--- start of Dataset extract ---
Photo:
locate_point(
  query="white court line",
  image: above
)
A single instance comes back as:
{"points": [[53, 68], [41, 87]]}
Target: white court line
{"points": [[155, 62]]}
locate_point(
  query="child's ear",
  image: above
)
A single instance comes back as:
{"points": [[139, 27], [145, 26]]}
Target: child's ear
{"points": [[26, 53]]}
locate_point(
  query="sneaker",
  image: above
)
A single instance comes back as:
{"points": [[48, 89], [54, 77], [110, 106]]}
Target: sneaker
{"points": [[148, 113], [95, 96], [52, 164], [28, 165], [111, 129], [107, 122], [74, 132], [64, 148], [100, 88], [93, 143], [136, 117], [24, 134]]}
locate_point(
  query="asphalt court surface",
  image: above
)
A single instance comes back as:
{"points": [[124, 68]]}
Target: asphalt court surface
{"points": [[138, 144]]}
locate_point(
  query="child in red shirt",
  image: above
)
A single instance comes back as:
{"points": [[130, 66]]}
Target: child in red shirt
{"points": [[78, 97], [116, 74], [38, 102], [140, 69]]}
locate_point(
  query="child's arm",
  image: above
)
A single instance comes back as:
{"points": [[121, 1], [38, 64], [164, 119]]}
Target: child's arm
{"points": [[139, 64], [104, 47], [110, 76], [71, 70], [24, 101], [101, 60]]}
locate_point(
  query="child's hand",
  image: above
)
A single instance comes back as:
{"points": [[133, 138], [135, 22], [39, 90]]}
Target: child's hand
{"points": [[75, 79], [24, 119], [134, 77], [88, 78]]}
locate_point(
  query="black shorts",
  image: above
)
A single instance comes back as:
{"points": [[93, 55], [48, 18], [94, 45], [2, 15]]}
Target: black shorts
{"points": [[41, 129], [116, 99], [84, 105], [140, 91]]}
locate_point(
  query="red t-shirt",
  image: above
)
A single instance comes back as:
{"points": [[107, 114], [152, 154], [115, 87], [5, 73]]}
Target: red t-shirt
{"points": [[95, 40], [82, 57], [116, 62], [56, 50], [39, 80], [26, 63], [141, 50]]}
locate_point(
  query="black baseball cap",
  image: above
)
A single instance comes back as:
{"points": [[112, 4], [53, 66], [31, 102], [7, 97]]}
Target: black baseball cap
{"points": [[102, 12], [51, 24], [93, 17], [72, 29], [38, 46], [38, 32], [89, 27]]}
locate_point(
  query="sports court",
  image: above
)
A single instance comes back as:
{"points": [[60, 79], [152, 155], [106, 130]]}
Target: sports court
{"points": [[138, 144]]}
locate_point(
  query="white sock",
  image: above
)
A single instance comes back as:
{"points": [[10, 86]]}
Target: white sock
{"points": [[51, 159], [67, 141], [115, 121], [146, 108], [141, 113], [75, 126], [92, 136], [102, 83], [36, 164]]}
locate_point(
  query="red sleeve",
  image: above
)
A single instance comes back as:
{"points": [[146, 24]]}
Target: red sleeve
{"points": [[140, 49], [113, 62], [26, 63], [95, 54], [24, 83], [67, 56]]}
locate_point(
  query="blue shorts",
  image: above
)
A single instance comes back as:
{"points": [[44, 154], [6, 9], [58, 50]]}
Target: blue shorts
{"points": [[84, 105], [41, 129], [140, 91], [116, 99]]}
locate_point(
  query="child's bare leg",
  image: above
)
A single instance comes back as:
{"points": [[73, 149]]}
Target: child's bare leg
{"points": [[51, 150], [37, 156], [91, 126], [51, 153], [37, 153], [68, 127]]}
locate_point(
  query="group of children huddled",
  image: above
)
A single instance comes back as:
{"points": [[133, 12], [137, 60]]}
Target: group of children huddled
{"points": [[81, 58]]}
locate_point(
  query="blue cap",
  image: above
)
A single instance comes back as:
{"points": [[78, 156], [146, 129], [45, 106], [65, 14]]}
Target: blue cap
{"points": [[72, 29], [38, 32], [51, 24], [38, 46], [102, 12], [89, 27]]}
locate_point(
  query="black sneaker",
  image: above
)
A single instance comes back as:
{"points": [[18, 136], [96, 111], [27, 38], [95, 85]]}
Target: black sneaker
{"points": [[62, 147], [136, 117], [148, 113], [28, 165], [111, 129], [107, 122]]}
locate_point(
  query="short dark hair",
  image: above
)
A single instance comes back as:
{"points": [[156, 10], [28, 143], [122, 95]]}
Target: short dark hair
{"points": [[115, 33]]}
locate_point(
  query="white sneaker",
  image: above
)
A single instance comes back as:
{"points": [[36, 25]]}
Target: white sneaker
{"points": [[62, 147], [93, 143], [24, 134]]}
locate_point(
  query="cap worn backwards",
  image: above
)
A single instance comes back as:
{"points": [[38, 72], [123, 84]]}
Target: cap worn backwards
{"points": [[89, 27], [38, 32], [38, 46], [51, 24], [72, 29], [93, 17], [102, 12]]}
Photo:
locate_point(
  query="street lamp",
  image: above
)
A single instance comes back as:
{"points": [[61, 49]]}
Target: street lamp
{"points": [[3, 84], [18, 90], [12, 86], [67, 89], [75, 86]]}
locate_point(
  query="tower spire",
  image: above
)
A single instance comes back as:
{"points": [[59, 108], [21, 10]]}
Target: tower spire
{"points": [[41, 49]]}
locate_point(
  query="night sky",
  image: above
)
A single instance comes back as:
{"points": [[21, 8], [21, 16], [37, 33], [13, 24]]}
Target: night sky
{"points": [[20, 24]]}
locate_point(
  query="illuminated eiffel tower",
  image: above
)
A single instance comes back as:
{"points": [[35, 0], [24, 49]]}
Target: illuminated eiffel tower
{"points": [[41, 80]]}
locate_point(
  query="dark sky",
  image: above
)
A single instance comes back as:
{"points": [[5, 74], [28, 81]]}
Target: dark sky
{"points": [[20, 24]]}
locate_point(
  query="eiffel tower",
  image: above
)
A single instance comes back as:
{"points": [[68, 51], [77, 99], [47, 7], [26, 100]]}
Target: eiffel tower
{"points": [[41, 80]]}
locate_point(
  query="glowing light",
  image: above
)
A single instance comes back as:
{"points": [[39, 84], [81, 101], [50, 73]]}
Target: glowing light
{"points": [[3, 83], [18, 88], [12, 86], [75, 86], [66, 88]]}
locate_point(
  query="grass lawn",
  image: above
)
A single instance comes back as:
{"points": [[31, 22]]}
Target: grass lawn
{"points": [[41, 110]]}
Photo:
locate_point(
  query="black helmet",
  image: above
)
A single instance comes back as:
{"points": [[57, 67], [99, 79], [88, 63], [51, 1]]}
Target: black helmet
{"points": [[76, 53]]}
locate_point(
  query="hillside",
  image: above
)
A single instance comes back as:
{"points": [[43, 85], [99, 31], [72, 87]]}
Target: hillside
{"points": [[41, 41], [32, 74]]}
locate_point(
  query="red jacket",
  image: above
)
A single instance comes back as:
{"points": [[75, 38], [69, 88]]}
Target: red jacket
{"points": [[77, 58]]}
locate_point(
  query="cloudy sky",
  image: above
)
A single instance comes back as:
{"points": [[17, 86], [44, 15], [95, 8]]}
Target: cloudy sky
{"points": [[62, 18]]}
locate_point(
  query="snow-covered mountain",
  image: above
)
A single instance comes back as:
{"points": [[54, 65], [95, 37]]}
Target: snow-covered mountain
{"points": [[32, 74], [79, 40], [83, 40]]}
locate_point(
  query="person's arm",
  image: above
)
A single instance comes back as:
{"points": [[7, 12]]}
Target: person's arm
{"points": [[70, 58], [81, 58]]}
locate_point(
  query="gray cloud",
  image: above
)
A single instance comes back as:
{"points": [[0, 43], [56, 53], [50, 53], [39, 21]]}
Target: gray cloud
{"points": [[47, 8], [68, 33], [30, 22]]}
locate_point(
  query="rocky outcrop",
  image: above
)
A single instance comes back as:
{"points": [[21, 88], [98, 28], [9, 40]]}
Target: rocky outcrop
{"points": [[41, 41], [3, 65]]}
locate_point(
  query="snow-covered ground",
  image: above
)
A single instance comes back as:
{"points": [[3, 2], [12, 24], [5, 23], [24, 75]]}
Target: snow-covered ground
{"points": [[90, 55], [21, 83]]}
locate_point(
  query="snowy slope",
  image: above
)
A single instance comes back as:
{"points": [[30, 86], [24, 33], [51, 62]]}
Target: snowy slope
--- end of Dataset extract ---
## Stated exercise
Pull out every line of the records above that contains the string "sneaker", copying each line in full.

## Exercise result
  query="sneaker",
Target: sneaker
  query="black sneaker",
Target: black sneaker
  query="white sneaker",
Target: white sneaker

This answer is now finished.